» INSTRUCTIONS TO FOLLOW
Everything from the line containing "underpart, one per animal or object that matches." through the last line of the records below should be printed exactly, please, and nothing else.
++++++
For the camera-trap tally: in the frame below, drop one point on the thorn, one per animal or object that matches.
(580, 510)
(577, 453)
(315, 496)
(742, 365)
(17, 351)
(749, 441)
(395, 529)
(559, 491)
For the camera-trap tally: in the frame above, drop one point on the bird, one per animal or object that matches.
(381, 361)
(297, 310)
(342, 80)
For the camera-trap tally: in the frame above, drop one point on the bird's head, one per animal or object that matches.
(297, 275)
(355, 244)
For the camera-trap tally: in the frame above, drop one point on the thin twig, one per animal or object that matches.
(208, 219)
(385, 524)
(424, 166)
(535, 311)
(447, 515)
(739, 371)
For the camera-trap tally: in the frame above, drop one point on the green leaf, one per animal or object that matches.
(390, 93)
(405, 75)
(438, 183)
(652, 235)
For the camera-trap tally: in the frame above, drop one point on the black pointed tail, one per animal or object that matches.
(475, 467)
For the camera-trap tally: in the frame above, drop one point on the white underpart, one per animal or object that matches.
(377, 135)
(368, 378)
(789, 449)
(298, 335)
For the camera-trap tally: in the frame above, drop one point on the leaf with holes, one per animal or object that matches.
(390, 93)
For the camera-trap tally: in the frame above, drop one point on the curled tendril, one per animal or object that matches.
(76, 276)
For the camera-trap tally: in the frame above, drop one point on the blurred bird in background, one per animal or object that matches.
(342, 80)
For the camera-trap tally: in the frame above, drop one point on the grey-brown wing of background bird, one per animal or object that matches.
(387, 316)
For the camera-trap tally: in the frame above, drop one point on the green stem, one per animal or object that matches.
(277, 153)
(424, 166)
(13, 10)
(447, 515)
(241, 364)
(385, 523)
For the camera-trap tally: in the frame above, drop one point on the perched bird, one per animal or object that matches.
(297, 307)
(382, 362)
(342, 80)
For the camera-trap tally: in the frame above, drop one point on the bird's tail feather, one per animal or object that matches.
++++++
» PROBLEM SOLUTION
For the camera-trap tally: in the frame above, drop one point on the white underpart, one per animal or object that matches.
(377, 135)
(368, 378)
(789, 449)
(298, 335)
For the camera-trap tally: in the frame above, drop one point on the leaf with holes, one per animal or object that matches.
(390, 93)
For the camera-trap tally: in the frame above, drop one point on the curled tendril, one per animal or object that matches.
(76, 276)
For the camera-trap tally: in the frame above, drop one point on the blurred bird in background, one per animal or object that matches.
(342, 80)
For the camera-trap tally: in the frame above, drop one point on the grey-brown wing of background bird, one per animal or object that matches.
(387, 316)
For the camera-trap tally: in the frame above, drop one point on the green stem, one per animal or object that matches.
(277, 153)
(424, 166)
(13, 10)
(447, 515)
(241, 364)
(385, 523)
For the camera-trap tally: in the frame above, drop one point on the perched bird, one per animal or object that matches.
(297, 307)
(382, 362)
(342, 80)
For the camera-trap tally: in the frame above, drop one point on the bird's tail feather, one per animal or object that matches.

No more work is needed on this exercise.